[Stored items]
***

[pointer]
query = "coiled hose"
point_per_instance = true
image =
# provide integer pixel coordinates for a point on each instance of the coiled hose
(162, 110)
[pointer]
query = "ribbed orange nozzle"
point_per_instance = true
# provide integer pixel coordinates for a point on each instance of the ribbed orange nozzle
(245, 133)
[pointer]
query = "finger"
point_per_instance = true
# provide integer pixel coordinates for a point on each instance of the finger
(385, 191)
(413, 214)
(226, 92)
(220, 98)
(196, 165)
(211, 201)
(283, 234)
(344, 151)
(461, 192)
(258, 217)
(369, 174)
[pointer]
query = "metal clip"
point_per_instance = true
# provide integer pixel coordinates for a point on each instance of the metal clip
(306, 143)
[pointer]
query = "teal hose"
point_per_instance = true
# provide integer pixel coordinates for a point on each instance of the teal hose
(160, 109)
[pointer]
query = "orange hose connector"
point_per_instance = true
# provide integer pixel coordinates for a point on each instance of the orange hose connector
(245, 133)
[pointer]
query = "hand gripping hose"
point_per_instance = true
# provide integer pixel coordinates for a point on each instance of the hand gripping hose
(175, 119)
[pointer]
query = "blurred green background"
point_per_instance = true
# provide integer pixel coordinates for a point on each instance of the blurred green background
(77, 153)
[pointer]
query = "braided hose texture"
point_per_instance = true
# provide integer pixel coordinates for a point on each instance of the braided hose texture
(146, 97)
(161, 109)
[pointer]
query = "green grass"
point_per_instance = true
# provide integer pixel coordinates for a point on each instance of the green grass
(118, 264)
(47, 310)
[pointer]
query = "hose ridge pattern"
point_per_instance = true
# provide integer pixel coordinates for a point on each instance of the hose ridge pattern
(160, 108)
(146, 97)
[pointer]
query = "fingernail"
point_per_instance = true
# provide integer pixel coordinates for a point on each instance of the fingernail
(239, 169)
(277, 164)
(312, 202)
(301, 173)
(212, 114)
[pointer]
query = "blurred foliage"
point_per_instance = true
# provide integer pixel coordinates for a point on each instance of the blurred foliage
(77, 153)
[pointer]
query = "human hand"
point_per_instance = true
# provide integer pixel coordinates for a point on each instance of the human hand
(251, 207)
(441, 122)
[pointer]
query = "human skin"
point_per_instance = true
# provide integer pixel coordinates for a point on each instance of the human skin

***

= Aim of the exercise =
Write out the entire listing exactly.

= Reply to the task =
[pointer]
query = "coiled hose"
point_per_instance = true
image =
# provide integer pixel coordinates for a point on each instance of the coiled hose
(162, 110)
[pointer]
query = "ribbed orange nozzle"
point_per_instance = true
# provide integer pixel coordinates for a point on each instance of the ribbed orange nozzle
(245, 133)
[pointer]
query = "finger"
point_per_instance = true
# provide integer pixel coordinates for a point on each instance of the finger
(385, 191)
(413, 214)
(226, 92)
(220, 98)
(196, 165)
(211, 201)
(283, 234)
(344, 151)
(461, 192)
(258, 217)
(369, 174)
[pointer]
query = "metal clip"
point_per_instance = true
# provide integer pixel coordinates for a point on each instance of the metal clip
(306, 143)
[pointer]
query = "teal hose"
point_per_instance = true
# provide integer pixel coordinates for a point on each instance of the teal hose
(160, 109)
[pointer]
query = "orange hose connector"
point_per_instance = true
# provide integer pixel coordinates for a point on each instance of the orange hose connector
(245, 133)
[pointer]
query = "hand gripping hose"
point_per_instance = true
# provide integer pixel coordinates for a point on each instance of the hand gripping hose
(175, 119)
[pointer]
query = "blurred green background"
point_per_instance = true
# provide integer pixel coordinates for a point on each instance of the blurred green background
(77, 153)
[pointer]
query = "braided hose texture"
point_per_instance = true
# provide integer pixel coordinates for a point on each instance of the braided hose texture
(146, 97)
(161, 109)
[pointer]
query = "green grass"
point_per_instance = true
# provide integer pixel coordinates for a point on each instance of the green grass
(118, 264)
(47, 310)
[pointer]
query = "hose ridge pattern"
point_per_instance = true
# provide integer pixel coordinates for a point on each instance of the hose ridge pattern
(160, 108)
(146, 97)
[pointer]
query = "fingernail"
point_per_instance = true
# provide integer pixel coordinates for a point on each instance of the fingernail
(239, 169)
(277, 164)
(312, 202)
(301, 173)
(212, 114)
[pointer]
query = "blurred foliage"
point_per_instance = true
# provide integer pixel coordinates for a point on each instance of the blurred foliage
(77, 153)
[pointer]
query = "human hand"
point_per_instance = true
# provide integer pixel coordinates for a point on each instance of the human hand
(251, 207)
(441, 122)
[pointer]
query = "human skin"
point_per_instance = true
# provide integer pixel coordinates for a point on each instance of the human skin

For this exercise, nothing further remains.